Start of Given entries

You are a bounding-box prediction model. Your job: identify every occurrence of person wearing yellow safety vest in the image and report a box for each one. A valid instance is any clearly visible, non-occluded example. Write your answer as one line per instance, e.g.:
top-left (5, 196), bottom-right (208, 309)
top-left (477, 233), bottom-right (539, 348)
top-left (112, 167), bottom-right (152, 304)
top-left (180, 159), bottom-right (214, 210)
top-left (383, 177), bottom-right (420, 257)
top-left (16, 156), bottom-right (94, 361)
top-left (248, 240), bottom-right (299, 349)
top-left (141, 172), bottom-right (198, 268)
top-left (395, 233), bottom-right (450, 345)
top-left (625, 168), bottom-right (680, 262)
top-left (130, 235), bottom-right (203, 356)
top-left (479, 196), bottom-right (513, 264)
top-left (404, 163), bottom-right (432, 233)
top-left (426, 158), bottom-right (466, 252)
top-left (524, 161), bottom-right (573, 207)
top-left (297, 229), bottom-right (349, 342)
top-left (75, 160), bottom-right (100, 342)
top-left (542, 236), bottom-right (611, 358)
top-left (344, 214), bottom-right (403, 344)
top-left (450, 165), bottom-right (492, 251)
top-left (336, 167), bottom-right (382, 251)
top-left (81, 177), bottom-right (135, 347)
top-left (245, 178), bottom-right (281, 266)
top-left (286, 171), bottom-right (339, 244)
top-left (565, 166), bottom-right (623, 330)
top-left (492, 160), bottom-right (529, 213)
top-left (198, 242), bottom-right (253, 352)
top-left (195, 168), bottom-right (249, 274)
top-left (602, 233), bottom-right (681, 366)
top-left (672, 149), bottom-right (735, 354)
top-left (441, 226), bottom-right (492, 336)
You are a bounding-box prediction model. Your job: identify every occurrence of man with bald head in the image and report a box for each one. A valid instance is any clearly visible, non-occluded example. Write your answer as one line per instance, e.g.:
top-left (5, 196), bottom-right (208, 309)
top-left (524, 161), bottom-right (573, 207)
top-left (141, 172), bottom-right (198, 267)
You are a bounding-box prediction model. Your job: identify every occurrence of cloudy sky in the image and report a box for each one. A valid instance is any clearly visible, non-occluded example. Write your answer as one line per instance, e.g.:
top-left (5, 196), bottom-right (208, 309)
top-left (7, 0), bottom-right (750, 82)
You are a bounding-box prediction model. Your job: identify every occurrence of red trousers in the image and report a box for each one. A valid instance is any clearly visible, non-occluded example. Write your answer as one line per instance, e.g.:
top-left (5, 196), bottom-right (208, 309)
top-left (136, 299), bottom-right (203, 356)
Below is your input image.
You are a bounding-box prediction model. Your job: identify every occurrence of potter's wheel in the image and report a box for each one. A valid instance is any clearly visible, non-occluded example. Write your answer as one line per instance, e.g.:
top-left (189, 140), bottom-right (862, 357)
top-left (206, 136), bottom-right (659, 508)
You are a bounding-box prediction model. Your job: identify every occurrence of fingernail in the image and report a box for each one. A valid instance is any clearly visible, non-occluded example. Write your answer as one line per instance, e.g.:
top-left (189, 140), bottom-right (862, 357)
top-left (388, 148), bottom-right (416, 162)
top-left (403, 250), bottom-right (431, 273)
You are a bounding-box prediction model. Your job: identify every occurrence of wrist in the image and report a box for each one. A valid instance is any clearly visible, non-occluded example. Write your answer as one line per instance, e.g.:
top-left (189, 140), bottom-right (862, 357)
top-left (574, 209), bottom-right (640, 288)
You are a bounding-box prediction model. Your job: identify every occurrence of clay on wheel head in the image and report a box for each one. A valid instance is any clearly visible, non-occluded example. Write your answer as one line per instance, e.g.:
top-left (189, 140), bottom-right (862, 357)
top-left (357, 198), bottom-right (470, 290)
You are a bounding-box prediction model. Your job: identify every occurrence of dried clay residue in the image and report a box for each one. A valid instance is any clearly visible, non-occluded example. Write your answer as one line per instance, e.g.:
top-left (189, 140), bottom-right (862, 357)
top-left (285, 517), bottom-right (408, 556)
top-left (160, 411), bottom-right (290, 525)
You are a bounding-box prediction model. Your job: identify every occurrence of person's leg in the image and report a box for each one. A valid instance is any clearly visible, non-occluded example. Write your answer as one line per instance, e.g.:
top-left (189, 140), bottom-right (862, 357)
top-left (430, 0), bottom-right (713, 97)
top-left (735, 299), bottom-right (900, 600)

End of Given entries

* **What to work on**: Copy out, word for word, the stretch of the data from the line containing "occurrence of dried" through the end of the data, both ends included.

* **Answer in full**:
You are a bounding-box prediction model. Your job: identify every occurrence of dried clay residue in the image and report a box for each one. A valid instance is any clearly visible, non-occluded example. Write your answer as one line per instance, e.g.:
top-left (189, 140), bottom-right (862, 357)
top-left (285, 517), bottom-right (408, 556)
top-left (160, 411), bottom-right (290, 525)
You are a bounding-box prediction model. Your job: identify every occurrence of person's leg in the image and report a box for each one. A valid instance is any clearly visible, non-occluded example. Write your answer as one line per instance, e.g.:
top-left (189, 140), bottom-right (862, 357)
top-left (430, 0), bottom-right (713, 97)
top-left (735, 299), bottom-right (900, 600)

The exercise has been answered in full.